**Excerpted text:**

—————

Every time I saw Natalie comfort Mitch, I thought I witnessed the most beautiful scene in all the universe. It was the day before Halloween, and Mitch wanted to get on with life and not be stuck at the hospital. Mostly, he was excited to greet kids who knocked on the door and give them candy. Mitch was a tender giver.

So there we were. Mitch just received an echocardiogram. We were sitting with his cardiologist, who was trying to educate us on heart failure. With a light thump of a knuckle on the door, a technician slipped in to hand our cardiologist the results. He paused a moment to digest what was on the paper, then said, “May we speak privately?” Immediately, the already tender lump in my throat ballooned into a boulder. I could hardly swallow.

Laura-Ashley got up to take her brother on a gentle stroll in a wheelchair around the hospital. As the door shut, his already faint smile began to fade into a look of deep concern. “Things aren’t well,” he said with a pause. “A lot has changed since his echo in the spring.” As he began to describe how Mitchell’s heart function declined rapidly, he warned, “Your son is at risk of sudden death.”

Grief washed over me like a title wave. I stood still, doing my best to remain stoic and composed, but on the inside, I was thrashing about and gasping for breath. If I, being a simple father, felt that way – I imagined at that moment how much more my dear wife felt the title wave of grief. For she carried Mitch in the womb of her body and hearth of her heart; she had a connection to our child only mothers know. My heart went out to Mitch and my dear wife, for neither deserved what was before them. My soul yearned heavenward – bargaining to take their place.

—————

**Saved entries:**
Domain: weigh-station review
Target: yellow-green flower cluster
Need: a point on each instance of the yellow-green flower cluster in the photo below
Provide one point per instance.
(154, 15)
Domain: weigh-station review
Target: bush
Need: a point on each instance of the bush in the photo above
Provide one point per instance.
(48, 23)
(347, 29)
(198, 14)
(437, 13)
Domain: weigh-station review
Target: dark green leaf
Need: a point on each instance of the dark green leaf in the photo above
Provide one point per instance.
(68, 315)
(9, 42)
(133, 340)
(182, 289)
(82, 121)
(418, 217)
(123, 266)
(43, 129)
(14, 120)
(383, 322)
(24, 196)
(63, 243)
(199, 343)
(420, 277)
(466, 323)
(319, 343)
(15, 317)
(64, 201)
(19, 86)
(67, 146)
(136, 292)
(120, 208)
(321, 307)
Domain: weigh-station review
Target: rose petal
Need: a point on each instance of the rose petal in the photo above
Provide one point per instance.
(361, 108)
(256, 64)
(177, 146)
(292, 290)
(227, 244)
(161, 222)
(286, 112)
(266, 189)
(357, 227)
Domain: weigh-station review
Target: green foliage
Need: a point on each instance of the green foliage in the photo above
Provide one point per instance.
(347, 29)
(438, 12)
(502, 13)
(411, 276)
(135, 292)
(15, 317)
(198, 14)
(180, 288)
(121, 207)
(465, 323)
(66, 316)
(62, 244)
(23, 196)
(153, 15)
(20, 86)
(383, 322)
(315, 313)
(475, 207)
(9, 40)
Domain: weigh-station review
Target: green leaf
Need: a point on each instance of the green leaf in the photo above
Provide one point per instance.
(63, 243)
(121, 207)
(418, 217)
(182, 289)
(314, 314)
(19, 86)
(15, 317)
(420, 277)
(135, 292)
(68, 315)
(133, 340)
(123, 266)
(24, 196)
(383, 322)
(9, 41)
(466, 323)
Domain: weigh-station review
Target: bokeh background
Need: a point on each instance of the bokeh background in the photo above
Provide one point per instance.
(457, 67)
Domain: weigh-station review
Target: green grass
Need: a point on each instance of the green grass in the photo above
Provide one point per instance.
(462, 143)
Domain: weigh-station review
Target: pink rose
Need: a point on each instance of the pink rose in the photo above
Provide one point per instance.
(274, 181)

—————

**Exercise 1:**
Name every person the account of Mitch's hospital visit refers to by name.
**Exercise 2:**
Carry on the account of Mitch's hospital visit from the point where it stops.

**Exercise output 1:**
Natalie; Mitch (also called Mitchell); Laura-Ashley

**Exercise output 2:**
About 20 minutes later, after talking about what to do, our daughter and son returned to the examination room – unaware of the new weight placed on our shoulders. My hands were shaking from fear and grief. We did our best to put on a brave face – but on the inside, my wife and I felt like children ourselves – very much in need of comfort. We were desperate to keep our broken boy’s body together while, at the same time, we were falling apart.

What I thought was breaking inside me that day didn’t compare to the shatter I experienced in the months and years that followed.

It’s been 8 years since losing our boy, and I have witnessed the breaking of myself, my wife, children, and others. Whether through death, disease, misfortune, or poor choices, not one of us is spared. Being mortal and flawed, we all break and then pay the price in one way or another.

Being broken can be so many things; it can be toxic, hateful, fearful, or humbling, tender, and beautiful. We all break, but what we do with our brokenness that matters. And it matters a lot. It seems there are two types of people in the world: those who are broken and those that admit it. I am eternally drawn to the people who admit it.

Niels Bohr (a fascinating philosopher and scientist) observed, “The opposite of one profound truth may very well be another profound truth.” On the deepest level, I agree. I often see that principle play out in the world of grief and brokenness. Yes, to break can be devastating, but it can also be beautiful. I can imagine how probably all of us have observed how some broken people tend to hurt other people, but we’ve probably also seen broken people become healers.

Mitch taught me what being broken and beautiful looks and feels like. When I grow up, I want to be just like him. As I continue to discover my own broken parts, which are many, Mitch taught me to focus more on purpose and less on the pain. And when I do that, love and empathy are what I gain.